## WRITTEN TASK
Write out the listing beneath this instruction in its entirety, exactly as it reads.

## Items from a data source
□ □ □ □ □ □ □
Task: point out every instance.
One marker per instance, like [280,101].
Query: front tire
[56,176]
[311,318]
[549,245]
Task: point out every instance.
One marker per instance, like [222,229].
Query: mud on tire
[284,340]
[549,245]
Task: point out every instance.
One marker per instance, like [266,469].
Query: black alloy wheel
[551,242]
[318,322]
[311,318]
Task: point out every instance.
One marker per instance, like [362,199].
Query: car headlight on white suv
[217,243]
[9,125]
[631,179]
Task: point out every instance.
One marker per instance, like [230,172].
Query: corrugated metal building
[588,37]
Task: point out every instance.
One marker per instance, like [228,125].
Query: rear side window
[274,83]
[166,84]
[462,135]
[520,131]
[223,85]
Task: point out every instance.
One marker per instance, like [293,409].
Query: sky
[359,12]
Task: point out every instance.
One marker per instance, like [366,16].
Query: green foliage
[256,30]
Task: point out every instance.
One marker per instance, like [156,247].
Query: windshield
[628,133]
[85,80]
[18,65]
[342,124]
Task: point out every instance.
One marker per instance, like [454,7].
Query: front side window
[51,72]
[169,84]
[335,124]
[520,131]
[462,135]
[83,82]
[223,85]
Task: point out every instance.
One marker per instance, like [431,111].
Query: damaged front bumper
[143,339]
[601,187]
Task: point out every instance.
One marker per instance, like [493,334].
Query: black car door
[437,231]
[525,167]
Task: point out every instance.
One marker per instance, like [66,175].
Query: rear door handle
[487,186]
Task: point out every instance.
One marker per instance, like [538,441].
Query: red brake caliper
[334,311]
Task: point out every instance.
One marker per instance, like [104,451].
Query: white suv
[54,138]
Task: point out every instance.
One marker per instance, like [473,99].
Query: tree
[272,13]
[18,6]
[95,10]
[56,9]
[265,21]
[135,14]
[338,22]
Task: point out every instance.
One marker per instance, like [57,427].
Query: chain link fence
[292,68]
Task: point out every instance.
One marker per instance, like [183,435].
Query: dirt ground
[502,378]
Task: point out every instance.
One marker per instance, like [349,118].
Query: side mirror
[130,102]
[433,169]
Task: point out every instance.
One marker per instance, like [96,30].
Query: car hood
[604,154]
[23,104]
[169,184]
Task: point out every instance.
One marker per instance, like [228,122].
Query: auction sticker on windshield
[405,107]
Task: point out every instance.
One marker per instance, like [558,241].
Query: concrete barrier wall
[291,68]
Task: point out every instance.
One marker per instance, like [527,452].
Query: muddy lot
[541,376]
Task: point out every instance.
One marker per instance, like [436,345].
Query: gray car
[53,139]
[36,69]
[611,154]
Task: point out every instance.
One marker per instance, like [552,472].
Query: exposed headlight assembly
□ □ □ □ □ □ □
## OUTPUT
Task: point out every instance.
One marker per instance, like [280,101].
Query: front tire
[56,176]
[311,318]
[549,245]
Task: point out every instance.
One marker per instance, like [222,229].
Query: mud on tire
[284,340]
[549,245]
Task: point out every instance.
One marker per instance, like [266,469].
Query: black alloy wheel
[551,242]
[318,322]
[311,318]
Task: point out every instance.
One marker per instance, like [362,199].
Query: car headlight on white suv
[217,243]
[9,125]
[631,179]
Task: point out every instance.
One marker per instance, like [230,172].
Query: corrugated metal building
[588,37]
Task: point out every instance.
One marker per instance, like [228,125].
Query: rear side window
[274,83]
[166,84]
[462,135]
[520,131]
[223,85]
Task: point out every instance.
One marker per instance, like [293,409].
Query: sky
[359,12]
Task: point out every instance.
One marker per instance, like [366,16].
Query: green foliage
[256,30]
Task: point out every instance.
One marker per instance, like [156,247].
Query: windshield
[628,133]
[85,80]
[18,65]
[342,124]
Task: point out every instance.
One marker per instance, like [454,7].
Query: front side window
[51,72]
[169,84]
[335,124]
[520,131]
[462,135]
[83,82]
[223,85]
Task: point out every instance.
One marker per instance, like [431,111].
Query: damaged front bumper
[143,339]
[601,187]
Task: point out every instance.
One marker per instance, like [493,334].
Query: black car door
[437,231]
[525,167]
Task: point out every instance.
One marker per instance, like [66,175].
Query: rear door handle
[487,186]
Task: point out every instance.
One marker per instance, like [538,441].
Query: red brake caliper
[334,311]
Task: point out every instance.
One marker per instance, like [104,451].
Query: white suv
[54,138]
Task: point out every instance.
One marker per instance, like [473,99].
Query: tree
[272,13]
[18,6]
[95,10]
[56,9]
[265,21]
[135,14]
[338,22]
Task: point out every instance.
One marker per instance, like [57,427].
Query: chain link fence
[292,68]
Task: point out every instance.
One marker per instance, like [183,435].
Query: dirt ground
[502,378]
Task: point out every instance.
One marker per instance, like [349,118].
Query: side mirror
[130,102]
[433,169]
Task: point out every instance.
One marker per instance, like [96,30].
Query: car hood
[604,154]
[23,104]
[169,184]
Task: point out every instance.
One marker per instance, like [228,122].
Query: auction sticker on windshield
[405,107]
Task: point out every instance.
One marker per instance, like [558,241].
Query: concrete barrier wall
[291,68]
Task: point out every instance.
One marker per instance, like [527,452].
Query: muddy lot
[541,376]
Task: point out every instance.
One marker per instance, like [436,345].
Query: gray car
[53,139]
[36,69]
[611,154]
Task: point out every instance.
One marker per instance, like [552,472].
Query: exposed headlight assembly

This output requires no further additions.